--- INFORMATION SHOWN Enclosed Below ---
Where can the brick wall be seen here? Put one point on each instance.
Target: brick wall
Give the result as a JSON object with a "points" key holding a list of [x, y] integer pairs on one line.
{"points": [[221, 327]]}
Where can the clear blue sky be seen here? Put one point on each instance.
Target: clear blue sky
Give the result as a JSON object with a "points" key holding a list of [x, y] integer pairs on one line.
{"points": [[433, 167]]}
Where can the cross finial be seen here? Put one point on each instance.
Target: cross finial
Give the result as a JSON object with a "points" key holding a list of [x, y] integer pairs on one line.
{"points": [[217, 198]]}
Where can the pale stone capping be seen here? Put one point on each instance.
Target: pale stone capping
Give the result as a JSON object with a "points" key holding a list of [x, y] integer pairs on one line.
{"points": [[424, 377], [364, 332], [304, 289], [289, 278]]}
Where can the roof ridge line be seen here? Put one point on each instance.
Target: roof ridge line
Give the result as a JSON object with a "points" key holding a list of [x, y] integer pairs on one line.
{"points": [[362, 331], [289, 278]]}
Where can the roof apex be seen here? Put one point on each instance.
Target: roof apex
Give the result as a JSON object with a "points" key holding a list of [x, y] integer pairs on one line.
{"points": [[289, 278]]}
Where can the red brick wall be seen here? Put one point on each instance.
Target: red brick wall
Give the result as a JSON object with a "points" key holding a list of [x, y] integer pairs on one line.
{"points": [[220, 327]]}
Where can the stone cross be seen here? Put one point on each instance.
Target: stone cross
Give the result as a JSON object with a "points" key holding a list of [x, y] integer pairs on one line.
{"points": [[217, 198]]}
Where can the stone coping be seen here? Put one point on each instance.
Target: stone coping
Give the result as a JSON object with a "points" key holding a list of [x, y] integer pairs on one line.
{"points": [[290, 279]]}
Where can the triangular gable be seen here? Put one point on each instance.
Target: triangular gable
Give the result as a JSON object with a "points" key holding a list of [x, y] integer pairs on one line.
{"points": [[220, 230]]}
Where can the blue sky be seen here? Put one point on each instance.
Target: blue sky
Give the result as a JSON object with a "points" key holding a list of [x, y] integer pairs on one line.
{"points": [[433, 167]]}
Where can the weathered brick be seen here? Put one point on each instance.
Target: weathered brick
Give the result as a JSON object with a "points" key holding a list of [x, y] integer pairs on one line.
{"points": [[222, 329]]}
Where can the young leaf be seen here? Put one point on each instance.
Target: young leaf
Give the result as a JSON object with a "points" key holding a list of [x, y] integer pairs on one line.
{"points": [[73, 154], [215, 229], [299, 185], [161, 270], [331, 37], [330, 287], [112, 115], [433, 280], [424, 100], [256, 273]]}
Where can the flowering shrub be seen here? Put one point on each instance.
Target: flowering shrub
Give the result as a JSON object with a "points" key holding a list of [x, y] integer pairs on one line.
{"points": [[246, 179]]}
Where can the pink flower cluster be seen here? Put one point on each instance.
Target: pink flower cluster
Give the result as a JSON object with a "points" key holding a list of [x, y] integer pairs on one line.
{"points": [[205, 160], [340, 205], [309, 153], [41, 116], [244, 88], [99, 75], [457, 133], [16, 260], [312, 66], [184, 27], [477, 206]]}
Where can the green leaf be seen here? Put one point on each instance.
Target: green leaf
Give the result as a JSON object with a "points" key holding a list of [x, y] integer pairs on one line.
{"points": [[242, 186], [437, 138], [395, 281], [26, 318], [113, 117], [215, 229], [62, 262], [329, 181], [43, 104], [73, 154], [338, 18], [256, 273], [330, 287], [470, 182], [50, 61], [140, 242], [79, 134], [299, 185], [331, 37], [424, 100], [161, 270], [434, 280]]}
--- End of Enclosed INFORMATION SHOWN ---
TASK ITEM →
Having read the entries, repeat them all exactly.

YOUR SOLUTION →
Where can the brick wall be seen here? Put one point on each instance.
Target: brick wall
Give the result as a JSON object with a "points" key holding a list of [x, y] integer pairs on one line.
{"points": [[221, 327]]}
Where can the clear blue sky be seen here? Put one point on each instance.
Target: clear blue sky
Give the result as a JSON object with a "points" key holding a list of [x, y] integer pairs on one line.
{"points": [[433, 167]]}
Where can the cross finial be seen here? Put one point on each instance.
Target: cross finial
Give the result as a JSON object with a "points" key holding a list of [x, y] integer pairs on one line.
{"points": [[217, 198]]}
Where can the pale stone capping be seen here? Put one point on each instance.
Target: pale stone capping
Give the result as a JSON object with a "points" key holding a list of [x, y] integer pairs on one line.
{"points": [[424, 377], [364, 332], [304, 289], [289, 278]]}
Where can the roof ridge line be seen here? Put one point on each instance.
Target: roof ridge line
Give the result as a JSON object with a "points" key holding a list of [x, y] integer pairs on one line.
{"points": [[362, 331], [289, 278]]}
Where can the roof apex be seen here? Put one point on each instance.
Target: roof apex
Give the result as a JSON object with a "points" key holding a list of [x, y] integer pairs on one line.
{"points": [[289, 278]]}
Where can the red brick wall be seen here? Put one point on each instance.
Target: red brick wall
Give the result as a JSON object with a "points" key holding a list of [x, y] integer pairs on one line.
{"points": [[220, 327]]}
Where can the stone cross be seen here? Put one point on each instance.
Target: stone cross
Give the result as a JSON object with a "points" key holding a list of [x, y] integer pairs on one line.
{"points": [[217, 198]]}
Where can the stone coping be seen here? Put one point on each instance.
Target: stone coping
Give the result as a JSON object with a "points" key holding a list of [x, y] integer pairs on one line.
{"points": [[290, 279]]}
Where can the triangular gable be seen here? Put one point on each instance.
Target: triangular gable
Give the result as a JSON object with a "points" key holding a list of [x, y] integer pairs on one line.
{"points": [[220, 230]]}
Where can the blue sky be seen here? Put one point on each instance.
Target: blue sky
Give the result as a JSON object with a "points" key holding a list of [x, y] integer pairs on one line.
{"points": [[433, 167]]}
Where can the weathered brick be seen here? Put one point on each instance.
Target: weathered brick
Give the result as a JSON object with a "points" key holding a list of [x, y] integer pairs on one line.
{"points": [[222, 329]]}
Where can the young leaf be seen here? Put one point on each instance.
Target: young leaf
Give the result as a JSON object with a "points" key holding a list of [x, y] integer pairs on one line.
{"points": [[73, 154], [215, 229], [299, 185], [161, 270], [331, 37], [330, 287], [112, 115], [433, 280], [424, 100], [256, 273]]}
Where can the flowering shrub be seen here? Put one point on each instance.
Target: flowering shrub
Give the result as a JSON object with a "points" key holding a list of [x, y] integer pairs on one line.
{"points": [[246, 179]]}
Where can the pink flower cluster be seen here? Put one point on each instance.
Target: pink flower cluster
Give the result as a JSON object with a "points" key holding a list of [x, y] integer pairs on one line.
{"points": [[205, 160], [340, 205], [309, 153], [41, 116], [244, 88], [99, 75], [457, 133], [16, 260], [312, 66], [184, 27], [477, 206]]}
Where can the green leaf be seen here? Put one point on each instance.
Target: green leaf
Give the result as a JSON object with a "points" key holding a list of [x, y] integer pairs on one line.
{"points": [[242, 186], [437, 138], [395, 281], [26, 318], [113, 117], [215, 229], [62, 262], [329, 181], [43, 104], [73, 154], [338, 18], [256, 273], [330, 287], [470, 182], [50, 61], [140, 242], [79, 134], [299, 185], [331, 37], [424, 100], [161, 270], [434, 280]]}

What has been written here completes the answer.